Lines from the one containing "Annotation task: mark the tree" through the final line of the records are the only ones to copy, and each must match exactly.

—————

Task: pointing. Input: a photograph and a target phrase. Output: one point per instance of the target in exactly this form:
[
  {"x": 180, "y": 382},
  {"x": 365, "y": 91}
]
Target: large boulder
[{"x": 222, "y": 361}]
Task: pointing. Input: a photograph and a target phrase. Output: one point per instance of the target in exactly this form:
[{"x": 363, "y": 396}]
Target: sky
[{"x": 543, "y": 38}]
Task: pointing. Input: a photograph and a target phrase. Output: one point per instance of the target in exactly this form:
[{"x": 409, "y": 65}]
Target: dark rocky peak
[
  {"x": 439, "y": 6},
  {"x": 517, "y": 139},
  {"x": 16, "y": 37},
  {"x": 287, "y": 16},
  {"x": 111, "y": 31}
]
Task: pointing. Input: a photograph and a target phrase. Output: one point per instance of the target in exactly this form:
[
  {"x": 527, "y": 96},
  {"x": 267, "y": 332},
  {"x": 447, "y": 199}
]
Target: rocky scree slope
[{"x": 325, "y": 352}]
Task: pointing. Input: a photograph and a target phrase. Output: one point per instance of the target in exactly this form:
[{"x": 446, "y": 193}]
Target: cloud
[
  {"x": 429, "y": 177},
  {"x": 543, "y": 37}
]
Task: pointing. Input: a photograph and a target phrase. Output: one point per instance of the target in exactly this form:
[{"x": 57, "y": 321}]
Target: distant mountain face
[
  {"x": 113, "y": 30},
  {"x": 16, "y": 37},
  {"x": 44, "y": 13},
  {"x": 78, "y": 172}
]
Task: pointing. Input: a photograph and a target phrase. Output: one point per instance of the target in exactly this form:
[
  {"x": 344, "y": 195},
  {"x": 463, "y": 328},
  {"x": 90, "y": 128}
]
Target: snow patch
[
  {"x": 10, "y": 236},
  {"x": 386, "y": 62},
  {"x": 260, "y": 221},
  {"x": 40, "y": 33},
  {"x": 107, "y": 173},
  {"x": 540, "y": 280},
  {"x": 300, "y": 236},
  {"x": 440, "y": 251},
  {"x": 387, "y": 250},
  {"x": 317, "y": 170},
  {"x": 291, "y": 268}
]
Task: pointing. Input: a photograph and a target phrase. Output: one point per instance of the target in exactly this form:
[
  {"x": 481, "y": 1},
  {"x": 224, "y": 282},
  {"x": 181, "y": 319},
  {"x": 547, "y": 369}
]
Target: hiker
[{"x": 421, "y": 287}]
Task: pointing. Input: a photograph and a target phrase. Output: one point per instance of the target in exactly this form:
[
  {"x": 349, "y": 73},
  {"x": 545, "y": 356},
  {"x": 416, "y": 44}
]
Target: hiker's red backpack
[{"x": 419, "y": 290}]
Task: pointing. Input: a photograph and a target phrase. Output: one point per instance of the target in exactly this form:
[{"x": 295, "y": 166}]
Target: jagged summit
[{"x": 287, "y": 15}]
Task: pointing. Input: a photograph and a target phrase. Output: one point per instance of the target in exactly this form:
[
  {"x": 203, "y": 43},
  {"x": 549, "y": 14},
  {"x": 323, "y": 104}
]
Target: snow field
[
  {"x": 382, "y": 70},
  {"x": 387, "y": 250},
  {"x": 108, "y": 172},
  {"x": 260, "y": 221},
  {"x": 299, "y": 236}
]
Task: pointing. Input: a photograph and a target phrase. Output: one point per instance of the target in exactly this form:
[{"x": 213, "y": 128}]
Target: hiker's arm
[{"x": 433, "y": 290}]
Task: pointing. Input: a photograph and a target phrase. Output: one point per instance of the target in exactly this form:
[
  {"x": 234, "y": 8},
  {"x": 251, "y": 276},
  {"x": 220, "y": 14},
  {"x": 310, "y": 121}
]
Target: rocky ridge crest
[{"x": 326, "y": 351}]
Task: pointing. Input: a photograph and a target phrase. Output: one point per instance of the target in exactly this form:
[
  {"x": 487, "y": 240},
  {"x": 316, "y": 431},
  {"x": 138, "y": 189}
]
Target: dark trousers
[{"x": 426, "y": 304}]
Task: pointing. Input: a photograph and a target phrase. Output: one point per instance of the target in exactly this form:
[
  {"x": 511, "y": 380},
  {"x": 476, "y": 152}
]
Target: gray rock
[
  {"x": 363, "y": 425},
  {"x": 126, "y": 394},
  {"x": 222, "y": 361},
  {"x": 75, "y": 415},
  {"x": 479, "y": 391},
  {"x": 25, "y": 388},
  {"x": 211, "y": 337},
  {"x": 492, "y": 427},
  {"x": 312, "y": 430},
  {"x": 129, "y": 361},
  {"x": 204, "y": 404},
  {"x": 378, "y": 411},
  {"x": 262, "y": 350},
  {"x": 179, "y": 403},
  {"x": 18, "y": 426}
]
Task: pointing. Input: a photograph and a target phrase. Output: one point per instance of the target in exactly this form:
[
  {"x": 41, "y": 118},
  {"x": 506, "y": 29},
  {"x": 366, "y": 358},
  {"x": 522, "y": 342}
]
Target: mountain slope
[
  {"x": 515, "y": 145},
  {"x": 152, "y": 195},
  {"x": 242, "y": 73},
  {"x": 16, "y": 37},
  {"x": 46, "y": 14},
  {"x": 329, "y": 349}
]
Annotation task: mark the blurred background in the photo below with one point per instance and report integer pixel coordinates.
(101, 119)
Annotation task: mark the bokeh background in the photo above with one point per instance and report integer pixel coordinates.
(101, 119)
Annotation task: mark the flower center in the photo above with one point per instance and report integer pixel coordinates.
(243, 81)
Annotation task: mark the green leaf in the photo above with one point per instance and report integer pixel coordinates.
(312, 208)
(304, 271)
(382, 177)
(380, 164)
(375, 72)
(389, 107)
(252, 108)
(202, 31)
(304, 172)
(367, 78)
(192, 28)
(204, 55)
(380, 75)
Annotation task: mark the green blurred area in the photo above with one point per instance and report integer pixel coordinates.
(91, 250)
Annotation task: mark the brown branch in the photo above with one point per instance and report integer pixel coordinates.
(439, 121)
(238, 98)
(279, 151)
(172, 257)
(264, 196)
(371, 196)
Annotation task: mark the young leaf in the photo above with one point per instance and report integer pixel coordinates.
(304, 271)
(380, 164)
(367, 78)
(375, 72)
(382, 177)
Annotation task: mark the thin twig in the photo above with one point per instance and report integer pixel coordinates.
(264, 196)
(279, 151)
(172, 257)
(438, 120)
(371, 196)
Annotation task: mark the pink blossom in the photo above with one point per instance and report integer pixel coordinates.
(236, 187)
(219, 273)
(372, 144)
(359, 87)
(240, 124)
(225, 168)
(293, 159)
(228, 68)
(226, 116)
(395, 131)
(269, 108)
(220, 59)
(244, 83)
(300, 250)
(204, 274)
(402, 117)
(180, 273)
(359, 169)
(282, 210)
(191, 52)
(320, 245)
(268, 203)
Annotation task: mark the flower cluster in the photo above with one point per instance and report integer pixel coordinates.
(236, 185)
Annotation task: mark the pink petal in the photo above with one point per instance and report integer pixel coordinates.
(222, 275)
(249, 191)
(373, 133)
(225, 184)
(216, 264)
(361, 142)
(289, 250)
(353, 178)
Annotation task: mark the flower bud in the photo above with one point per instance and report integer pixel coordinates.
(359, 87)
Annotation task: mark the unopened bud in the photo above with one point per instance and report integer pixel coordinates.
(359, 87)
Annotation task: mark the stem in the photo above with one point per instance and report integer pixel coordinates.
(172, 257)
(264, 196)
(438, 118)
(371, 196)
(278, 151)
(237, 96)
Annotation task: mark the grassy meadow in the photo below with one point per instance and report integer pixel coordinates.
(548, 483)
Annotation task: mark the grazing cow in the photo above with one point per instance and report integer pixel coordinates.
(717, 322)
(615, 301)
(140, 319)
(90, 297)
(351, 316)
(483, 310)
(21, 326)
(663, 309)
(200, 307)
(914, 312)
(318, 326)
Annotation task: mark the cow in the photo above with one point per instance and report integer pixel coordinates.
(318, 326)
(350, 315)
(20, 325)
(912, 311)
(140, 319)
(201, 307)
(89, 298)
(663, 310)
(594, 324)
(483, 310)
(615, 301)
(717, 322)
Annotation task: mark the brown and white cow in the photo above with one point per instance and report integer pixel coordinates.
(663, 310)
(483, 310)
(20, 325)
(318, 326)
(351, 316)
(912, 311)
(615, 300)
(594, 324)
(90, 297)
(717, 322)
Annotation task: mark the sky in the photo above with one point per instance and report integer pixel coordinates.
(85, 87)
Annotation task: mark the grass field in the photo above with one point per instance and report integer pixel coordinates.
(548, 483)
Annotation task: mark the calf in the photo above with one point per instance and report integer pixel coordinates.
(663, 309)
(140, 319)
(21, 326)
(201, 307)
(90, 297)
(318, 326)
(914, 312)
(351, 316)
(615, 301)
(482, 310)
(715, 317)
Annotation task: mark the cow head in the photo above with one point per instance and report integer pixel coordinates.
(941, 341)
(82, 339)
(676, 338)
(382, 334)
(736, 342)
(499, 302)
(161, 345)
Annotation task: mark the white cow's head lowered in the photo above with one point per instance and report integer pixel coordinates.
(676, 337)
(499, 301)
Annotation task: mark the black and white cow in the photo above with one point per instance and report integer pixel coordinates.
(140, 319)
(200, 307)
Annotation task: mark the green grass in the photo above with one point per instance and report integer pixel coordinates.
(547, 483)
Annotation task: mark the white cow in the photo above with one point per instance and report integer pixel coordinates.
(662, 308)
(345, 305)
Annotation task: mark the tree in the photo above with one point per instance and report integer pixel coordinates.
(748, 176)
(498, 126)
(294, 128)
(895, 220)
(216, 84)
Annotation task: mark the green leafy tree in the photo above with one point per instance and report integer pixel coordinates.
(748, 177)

—————

Answer box:
Annotation task: mark the tree in the photo above with one point per instance and report integer pixel coordinates.
(748, 176)
(498, 126)
(294, 128)
(895, 220)
(216, 84)
Annotation task: mark the green leafy tree in the photo above with one point per instance and report integer pixel coordinates.
(748, 177)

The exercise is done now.